> GIVEN TEXT:
○ ○ ○ ○ ○

5. CONCLUSION AND FUTURE WORK
We have outlined a technical approach to applying ontology-based authentication protocols to structured data. Exploiting the structure of the applied ontology, our approach allows for data access control, by assigning semantic or topological restrictions to users, based on individual or group-based policies. Our work targets the FAIR principles A1.2 and R1.1, and thus affects both data access authentication and data usage. In interactive scenarios, where data users can modify or assign metadata themselves, our methods also can be extended to fine-grained metadata provenance control (FAIR principle R1.2). The approach we propose is entirely complementary with Landi et al. [22] and provides a way to operationalize the requisite access controls. The policy-based approach we espouse can be adapted to fit with legal requirements such as GDPR or even the protection of copyright in some circumstances [23].
The OBAC approach is currently being evaluated in on-going research to enable European LEA's to inspect dark Web data. We intend to apply OBAC to other domains as well, including health. Future work will address systematic descriptions and implementations of different ontology-based access policies, including ones that restrict information access based on navigational limits, or more semantics-oriented policies described by an ontology. Furthermore, we need to model users using ontologies thereby combining both role-based and attribute-based access control methods. Adding methods for user interaction with implemented policies, like negotiation-based policy bypassing (e.g., trading one restriction in for another) or quota-based data access will make OBAC more user-oriented.

○ ○ ○ ○ ○

> INFORMATION:
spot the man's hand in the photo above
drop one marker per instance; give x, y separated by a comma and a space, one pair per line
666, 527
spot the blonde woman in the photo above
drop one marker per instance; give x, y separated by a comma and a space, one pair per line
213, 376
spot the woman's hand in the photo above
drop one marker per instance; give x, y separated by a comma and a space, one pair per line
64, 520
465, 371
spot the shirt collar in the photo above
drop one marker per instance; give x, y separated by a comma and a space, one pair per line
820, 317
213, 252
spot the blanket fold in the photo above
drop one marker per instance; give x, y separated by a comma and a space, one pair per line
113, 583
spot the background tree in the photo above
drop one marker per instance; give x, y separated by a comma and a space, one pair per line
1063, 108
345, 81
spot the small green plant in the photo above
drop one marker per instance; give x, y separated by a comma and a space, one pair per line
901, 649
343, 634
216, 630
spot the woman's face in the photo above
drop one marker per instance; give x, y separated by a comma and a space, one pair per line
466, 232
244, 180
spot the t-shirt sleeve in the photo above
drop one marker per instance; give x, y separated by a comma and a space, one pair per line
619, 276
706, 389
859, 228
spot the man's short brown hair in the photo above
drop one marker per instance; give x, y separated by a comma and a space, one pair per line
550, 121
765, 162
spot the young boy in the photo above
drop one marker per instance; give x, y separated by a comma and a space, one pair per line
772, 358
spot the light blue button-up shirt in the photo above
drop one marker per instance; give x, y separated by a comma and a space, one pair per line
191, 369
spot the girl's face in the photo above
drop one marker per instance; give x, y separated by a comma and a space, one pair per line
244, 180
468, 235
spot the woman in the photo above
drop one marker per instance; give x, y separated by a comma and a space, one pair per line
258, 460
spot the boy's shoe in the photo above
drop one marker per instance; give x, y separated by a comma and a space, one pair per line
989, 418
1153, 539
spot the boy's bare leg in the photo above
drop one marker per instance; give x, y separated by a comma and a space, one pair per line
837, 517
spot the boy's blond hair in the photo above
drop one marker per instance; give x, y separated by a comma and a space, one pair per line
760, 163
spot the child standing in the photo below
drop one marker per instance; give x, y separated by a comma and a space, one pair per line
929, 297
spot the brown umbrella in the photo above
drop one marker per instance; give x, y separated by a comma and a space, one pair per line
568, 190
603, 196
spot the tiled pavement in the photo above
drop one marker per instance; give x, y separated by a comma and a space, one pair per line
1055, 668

○ ○ ○ ○ ○

> ACTIVITY LIST:
1 – Reproduce the stretch of the conclusion on ontology-based access control from "The OBAC approach" through "OBAC more user-oriented.".
2 – Extend the conclusion on ontology-based access control past its final sentence.

> RESPONSES PER TASK:
1 –
The OBAC approach is currently being evaluated in on-going research to enable European LEA's to inspect dark Web data. We intend to apply OBAC to other domains as well, including health. Future work will address systematic descriptions and implementations of different ontology-based access policies, including ones that restrict information access based on navigational limits, or more semantics-oriented policies described by an ontology. Furthermore, we need to model users using ontologies thereby combining both role-based and attribute-based access control methods. Adding methods for user interaction with implemented policies, like negotiation-based policy bypassing (e.g., trading one restriction in for another) or quota-based data access will make OBAC more user-oriented.

2 –
AUTHOR CONTRIBUTIONS
The authors worked collaboratively on the structure and outline of the paper. S. Rraaijmakers ([email protected]) initiated the paper and made the initial connection of OBAC with the security domain. B. Nouwt ([email protected]) and J. Verhoosel ([email protected]) developed the OBAC core ideas, while B. Nouwt implemented the approach and provided the PoC description. S. Rraaijmakers and C. Brewster ([email protected]) worked on the introduction, conclusions and related work and were responsible for overall editing.
ACKNOWLEDGEMENTS
Part of this work was supported by the Titanium Project (funded by the European Comission under grant agreement 740558)⑦. The work was also supported by TNO's internal research project “ERP AI”.
Notes
From a practical point of view, SPARQL-like graph patterns can easily be used to access the object data stored in the RDF triple stores.
Agora was a (now defunct) darknet marketplace for illicit goods cf. https://en.wikipedia.org/wiki/Agora_(online_marketplace).
For readability we included prefixes (where the prefix dwo stands for dark web ontology and dwd for dark web data) and the IF keyword; these are not part of the actual implementation.